▶ [What needs to be done]:
Reproduce every line of the entries below without any changes.

Collected data:
<<<<
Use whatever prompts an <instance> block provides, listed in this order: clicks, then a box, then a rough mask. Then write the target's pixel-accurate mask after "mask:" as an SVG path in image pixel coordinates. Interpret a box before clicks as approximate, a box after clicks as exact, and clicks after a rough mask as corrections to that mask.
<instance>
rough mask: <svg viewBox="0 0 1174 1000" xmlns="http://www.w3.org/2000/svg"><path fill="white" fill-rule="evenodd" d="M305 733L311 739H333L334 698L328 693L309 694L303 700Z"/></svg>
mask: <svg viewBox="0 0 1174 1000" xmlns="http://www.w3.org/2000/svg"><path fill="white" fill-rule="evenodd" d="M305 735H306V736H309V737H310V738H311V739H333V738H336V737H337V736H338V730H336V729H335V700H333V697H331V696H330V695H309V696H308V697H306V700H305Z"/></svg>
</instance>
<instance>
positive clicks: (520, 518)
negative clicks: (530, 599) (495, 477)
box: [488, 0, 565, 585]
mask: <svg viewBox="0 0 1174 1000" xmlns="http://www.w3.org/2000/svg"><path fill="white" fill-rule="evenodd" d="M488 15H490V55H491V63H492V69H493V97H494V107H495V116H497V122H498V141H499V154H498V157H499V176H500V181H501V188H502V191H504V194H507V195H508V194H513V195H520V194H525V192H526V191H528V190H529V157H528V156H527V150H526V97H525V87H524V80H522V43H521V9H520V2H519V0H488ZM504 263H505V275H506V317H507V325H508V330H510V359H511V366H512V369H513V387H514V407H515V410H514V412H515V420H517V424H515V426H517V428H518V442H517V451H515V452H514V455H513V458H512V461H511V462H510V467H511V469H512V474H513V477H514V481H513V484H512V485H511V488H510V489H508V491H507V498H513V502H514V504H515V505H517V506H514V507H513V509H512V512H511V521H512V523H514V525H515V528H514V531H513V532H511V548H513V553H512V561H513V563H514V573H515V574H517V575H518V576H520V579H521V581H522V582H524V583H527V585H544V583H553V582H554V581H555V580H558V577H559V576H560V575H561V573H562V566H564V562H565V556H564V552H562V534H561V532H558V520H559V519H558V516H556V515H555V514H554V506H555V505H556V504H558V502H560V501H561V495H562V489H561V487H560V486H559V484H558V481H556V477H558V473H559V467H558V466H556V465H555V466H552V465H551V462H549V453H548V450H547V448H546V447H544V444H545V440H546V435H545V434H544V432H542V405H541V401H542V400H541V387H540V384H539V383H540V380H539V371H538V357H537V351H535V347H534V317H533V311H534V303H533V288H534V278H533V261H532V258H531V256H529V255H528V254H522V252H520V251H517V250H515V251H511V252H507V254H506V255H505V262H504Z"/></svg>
>>>>
▶ [Exercise answer]:
Use whatever prompts an <instance> block provides, listed in this order: clicks, then a box, then a rough mask. Then write the target's pixel-accurate mask after "mask:" as an SVG path in image pixel coordinates. Interpret a box before clicks as approximate, a box after clicks as exact, and clicks after a rough mask as corrections to that mask.
<instance>
rough mask: <svg viewBox="0 0 1174 1000" xmlns="http://www.w3.org/2000/svg"><path fill="white" fill-rule="evenodd" d="M305 733L311 739H333L334 698L328 693L309 694L303 700Z"/></svg>
mask: <svg viewBox="0 0 1174 1000" xmlns="http://www.w3.org/2000/svg"><path fill="white" fill-rule="evenodd" d="M305 735H306V736H309V737H310V738H311V739H333V738H336V737H337V736H338V730H336V729H335V700H333V697H331V696H330V695H309V696H308V697H306V700H305Z"/></svg>
</instance>
<instance>
positive clicks: (520, 518)
negative clicks: (530, 599) (495, 477)
box: [488, 0, 565, 585]
mask: <svg viewBox="0 0 1174 1000" xmlns="http://www.w3.org/2000/svg"><path fill="white" fill-rule="evenodd" d="M488 15H490V55H491V63H492V69H493V97H494V107H495V116H497V122H498V141H499V154H498V157H499V176H500V181H501V188H502V191H504V194H507V195H508V194H513V195H520V194H525V192H526V191H528V190H529V157H528V156H527V150H526V97H525V87H524V80H522V43H521V9H520V2H519V0H488ZM504 263H505V275H506V317H507V325H508V330H510V359H511V366H512V369H513V387H514V407H515V410H514V412H515V420H517V424H515V426H517V428H518V442H517V451H515V452H514V455H513V458H512V461H511V462H510V467H511V469H512V474H513V477H514V481H513V484H512V485H511V488H510V489H508V491H507V498H513V502H514V504H515V505H517V506H514V507H513V509H512V512H511V521H512V523H514V525H515V528H514V531H513V532H511V548H513V553H512V561H513V563H514V573H515V574H517V575H518V576H520V579H521V581H522V582H524V583H527V585H544V583H553V582H554V581H555V580H558V577H559V576H560V575H561V573H562V566H564V562H565V556H564V552H562V534H561V532H558V520H559V519H558V516H556V515H555V514H554V506H555V505H556V504H558V502H560V501H561V495H562V489H561V487H560V486H559V484H558V481H556V477H558V473H559V467H558V466H556V465H555V466H552V465H551V462H549V453H548V450H547V448H546V447H544V444H545V440H546V435H545V434H544V432H542V405H541V401H542V400H541V387H540V384H539V383H540V380H539V371H538V357H537V351H535V347H534V317H533V311H534V303H533V288H534V278H533V261H532V258H531V256H529V255H528V254H522V252H520V251H517V250H515V251H511V252H507V254H506V255H505V262H504Z"/></svg>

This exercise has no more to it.